WHAT TO DO |
Reproduce all of the data exactly, with no line skipped.
□ □ □ □ □ □ □
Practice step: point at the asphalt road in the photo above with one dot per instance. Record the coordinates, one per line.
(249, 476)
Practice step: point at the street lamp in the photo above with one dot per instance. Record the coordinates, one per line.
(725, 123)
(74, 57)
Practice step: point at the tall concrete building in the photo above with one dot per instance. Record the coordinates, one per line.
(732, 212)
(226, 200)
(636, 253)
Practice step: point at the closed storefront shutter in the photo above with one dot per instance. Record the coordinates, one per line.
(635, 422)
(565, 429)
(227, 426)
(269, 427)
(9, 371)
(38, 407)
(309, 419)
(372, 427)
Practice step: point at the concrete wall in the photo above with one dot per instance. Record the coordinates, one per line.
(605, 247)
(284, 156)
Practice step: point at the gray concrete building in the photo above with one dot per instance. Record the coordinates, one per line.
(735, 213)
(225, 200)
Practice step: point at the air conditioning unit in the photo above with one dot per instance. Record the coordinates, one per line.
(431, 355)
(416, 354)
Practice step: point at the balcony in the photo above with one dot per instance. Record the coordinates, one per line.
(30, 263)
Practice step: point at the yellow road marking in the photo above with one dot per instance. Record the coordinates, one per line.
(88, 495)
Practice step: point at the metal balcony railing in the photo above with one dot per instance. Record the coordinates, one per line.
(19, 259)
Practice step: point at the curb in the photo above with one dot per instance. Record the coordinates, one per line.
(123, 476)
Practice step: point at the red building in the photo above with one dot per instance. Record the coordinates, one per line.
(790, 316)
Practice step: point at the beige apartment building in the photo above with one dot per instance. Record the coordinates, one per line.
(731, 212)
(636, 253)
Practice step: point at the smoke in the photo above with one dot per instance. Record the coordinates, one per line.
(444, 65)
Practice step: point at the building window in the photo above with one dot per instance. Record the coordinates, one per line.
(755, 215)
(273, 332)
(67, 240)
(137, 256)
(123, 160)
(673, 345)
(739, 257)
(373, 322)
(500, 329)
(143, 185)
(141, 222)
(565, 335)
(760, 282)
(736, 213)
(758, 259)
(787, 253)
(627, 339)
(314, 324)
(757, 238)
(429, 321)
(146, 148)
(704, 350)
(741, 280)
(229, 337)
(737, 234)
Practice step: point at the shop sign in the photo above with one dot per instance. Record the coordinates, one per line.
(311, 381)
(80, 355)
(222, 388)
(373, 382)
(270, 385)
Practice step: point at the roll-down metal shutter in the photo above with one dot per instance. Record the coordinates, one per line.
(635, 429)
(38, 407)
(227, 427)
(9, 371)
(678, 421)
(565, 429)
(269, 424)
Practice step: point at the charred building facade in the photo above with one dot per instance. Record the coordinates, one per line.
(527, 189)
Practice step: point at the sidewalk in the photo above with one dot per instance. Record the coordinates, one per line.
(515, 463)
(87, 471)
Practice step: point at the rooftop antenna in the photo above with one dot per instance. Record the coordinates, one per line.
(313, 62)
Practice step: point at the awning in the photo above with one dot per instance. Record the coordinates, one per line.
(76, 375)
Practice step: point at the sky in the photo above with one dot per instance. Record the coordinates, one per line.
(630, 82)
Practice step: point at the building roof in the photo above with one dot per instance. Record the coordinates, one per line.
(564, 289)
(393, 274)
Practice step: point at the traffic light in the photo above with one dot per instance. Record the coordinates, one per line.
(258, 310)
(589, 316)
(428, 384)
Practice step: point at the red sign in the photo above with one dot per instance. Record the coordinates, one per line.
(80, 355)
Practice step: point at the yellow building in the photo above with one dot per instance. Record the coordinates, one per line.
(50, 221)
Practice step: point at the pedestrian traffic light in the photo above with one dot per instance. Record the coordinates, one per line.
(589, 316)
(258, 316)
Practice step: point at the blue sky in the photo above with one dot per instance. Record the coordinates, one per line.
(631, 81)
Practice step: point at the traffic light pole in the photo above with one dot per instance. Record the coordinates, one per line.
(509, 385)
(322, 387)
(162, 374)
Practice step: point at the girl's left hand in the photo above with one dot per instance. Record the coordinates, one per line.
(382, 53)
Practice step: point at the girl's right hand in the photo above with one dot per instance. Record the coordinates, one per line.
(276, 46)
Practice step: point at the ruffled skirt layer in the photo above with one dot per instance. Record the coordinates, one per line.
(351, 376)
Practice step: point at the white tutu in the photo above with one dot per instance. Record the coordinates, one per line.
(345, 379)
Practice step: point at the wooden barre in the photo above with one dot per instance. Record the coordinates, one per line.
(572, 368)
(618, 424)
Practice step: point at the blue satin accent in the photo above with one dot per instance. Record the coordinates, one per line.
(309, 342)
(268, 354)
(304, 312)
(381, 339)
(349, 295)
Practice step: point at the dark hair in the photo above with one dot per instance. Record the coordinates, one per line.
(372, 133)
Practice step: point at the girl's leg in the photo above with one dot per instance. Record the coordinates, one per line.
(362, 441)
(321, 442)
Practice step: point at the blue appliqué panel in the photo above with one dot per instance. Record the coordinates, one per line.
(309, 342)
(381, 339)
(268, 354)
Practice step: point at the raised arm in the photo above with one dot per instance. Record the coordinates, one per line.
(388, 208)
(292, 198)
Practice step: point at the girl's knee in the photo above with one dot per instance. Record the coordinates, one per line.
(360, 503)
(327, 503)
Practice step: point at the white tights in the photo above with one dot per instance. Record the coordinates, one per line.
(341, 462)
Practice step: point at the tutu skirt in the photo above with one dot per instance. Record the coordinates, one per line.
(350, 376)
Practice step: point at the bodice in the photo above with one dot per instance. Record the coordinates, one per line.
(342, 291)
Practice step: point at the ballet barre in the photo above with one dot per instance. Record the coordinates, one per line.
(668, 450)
□ □ □ □ □ □ □
CORRECT OUTPUT |
Practice step: point at the asphalt road in the photo above with one dot per instance. Record the coordinates, one per line.
(249, 476)
Practice step: point at the street lamp in the photo above with one dot per instance. Record the coordinates, one per line.
(725, 123)
(74, 57)
Practice step: point at the tall concrete building in the photo above with one dot per instance. Record the coordinates, one per line.
(732, 212)
(226, 200)
(636, 253)
Practice step: point at the closed storefront shutter in the photo above with one dot per instance. Record the coordinates, one per line.
(635, 422)
(565, 429)
(227, 426)
(269, 427)
(9, 371)
(38, 407)
(309, 419)
(372, 427)
Practice step: point at the concrete wall in the photo above with one dot per instance. Record the coordinates, one per line.
(605, 247)
(284, 156)
Practice step: point at the gray concrete building in the photo above with one dot per instance. Record the coordinates, one per line.
(735, 213)
(225, 200)
Practice step: point at the air conditioning unit in the photo above with one dot per instance. Record the coordinates, one per line.
(431, 355)
(416, 354)
Practice step: point at the balcony in the photo above with one dot per instance. Record the coordinates, one per line.
(30, 263)
Practice step: point at the yellow road marking in the photo above with one dot per instance. Record the coordinates, one per line.
(88, 495)
Practice step: point at the metal balcony railing in the photo above with one dot per instance. Record the coordinates, one per line.
(19, 259)
Practice step: point at the curb in the photo above with one dot per instance. Record the coordinates, one per line.
(123, 476)
Practice step: point at the red building in the photo above with one dot per instance. Record the coordinates, one per line.
(790, 316)
Practice step: point at the beige apartment building in the photo above with one dot per instance. Record the coordinates, one per line.
(731, 212)
(636, 253)
Practice step: point at the smoke in the photo above with one dot per instance. Record the coordinates, one per line.
(444, 65)
Practice step: point at the building window in the photo above with one dot per instance. Record the coordinates, one per line.
(755, 215)
(273, 332)
(67, 240)
(137, 256)
(123, 160)
(673, 345)
(739, 257)
(373, 322)
(500, 329)
(143, 185)
(141, 222)
(565, 335)
(760, 282)
(736, 213)
(758, 259)
(787, 253)
(627, 339)
(314, 324)
(757, 238)
(429, 321)
(146, 148)
(704, 350)
(741, 280)
(229, 337)
(737, 234)
Practice step: point at the shop sign in the photo above with one dot per instance. Record the coordinates, one per line.
(311, 381)
(80, 355)
(222, 388)
(373, 382)
(270, 385)
Practice step: point at the roll-down metal shutter in the photo above with one dot per instance. Record the coordinates, one per line.
(635, 429)
(38, 407)
(227, 427)
(9, 371)
(678, 421)
(565, 429)
(269, 424)
Practice step: point at the charred building facade in the photo above with one dot per instance. Record the coordinates, one per line.
(527, 189)
Practice step: point at the sidewalk in the photo above with one dot per instance. Record the coordinates, one per line.
(515, 463)
(87, 471)
Practice step: point at the rooftop antenna in the photo above with one dot per instance. Record the coordinates, one per line.
(313, 62)
Practice step: point at the awning in the photo above with one dot per instance. Record the coordinates, one per line.
(76, 375)
Practice step: point at the sky in the photo above with one dot per instance. Record the coordinates, one per line.
(630, 82)
Practice step: point at the building roof in the photo above with one dot per instance. Record the coordinates, one per line.
(564, 289)
(393, 274)
Practice step: point at the traffic light in the photo above with one dot per instance. Record the coordinates, one per line.
(258, 310)
(589, 316)
(428, 384)
Practice step: point at the red sign in the photo above with one dot per instance. Record the coordinates, one per line.
(80, 355)
Practice step: point at the yellow building in the photo above with one dot per instance. Record the coordinates, one per line.
(50, 221)
Practice step: point at the pedestrian traffic light in the photo above with one dot per instance. Record the coordinates, one per line.
(589, 316)
(258, 316)
Practice step: point at the blue sky in the photo above with one dot per instance. Record the coordinates, one per line.
(631, 81)
Practice step: point at the traffic light pole in the photo above with one dot per instance. Record the coordinates, one per line.
(509, 385)
(322, 387)
(162, 374)
Practice step: point at the girl's left hand in the photo above with one dot per instance. Record the coordinates, one per line.
(382, 53)
Practice step: point at the girl's right hand in the photo above with one dot per instance. Record the coordinates, one per line.
(276, 46)
Practice step: point at the ruffled skirt layer in the photo above with one dot per instance. Record the coordinates, one per line.
(351, 376)
Practice step: point at the white tutu in the photo above with one dot per instance. Record the coordinates, one per line.
(345, 379)
Practice step: point at the wooden barre in the photo above with one dot per instance. Record the coordinates, one per line.
(572, 368)
(618, 424)
Practice step: point at the blue satin accent in the photo above with one dot per instance. Record the coordinates, one per line.
(309, 342)
(268, 354)
(304, 312)
(381, 339)
(349, 295)
Practice step: point at the dark hair in the photo above with one dot per instance. Record the coordinates, one per line.
(372, 133)
Practice step: point at the girl's leg in the photo above with one dot per instance. Record the coordinates, one per line.
(362, 441)
(321, 442)
Practice step: point at the blue appliqué panel in the photo above with one dot per instance. Record the coordinates, one per line.
(309, 342)
(381, 339)
(268, 354)
Practice step: point at the raised arm in the photo above with one dot per instance. Record the coordinates, one per line.
(388, 208)
(292, 198)
Practice step: point at the girl's knee in the photo above with one dot per instance. Record the coordinates, one per line.
(360, 503)
(327, 503)
Practice step: point at the white tights in the photo above with one dot per instance. Record the coordinates, one per line.
(341, 462)
Practice step: point at the tutu skirt in the photo above with one dot per instance. Record the coordinates, one per line.
(350, 376)
Practice step: point at the bodice in the photo above with one dot per instance. Record the coordinates, one per line.
(342, 291)
Practice step: point at the ballet barre in the photo above with one dot per instance. Record the coordinates, one per line.
(668, 450)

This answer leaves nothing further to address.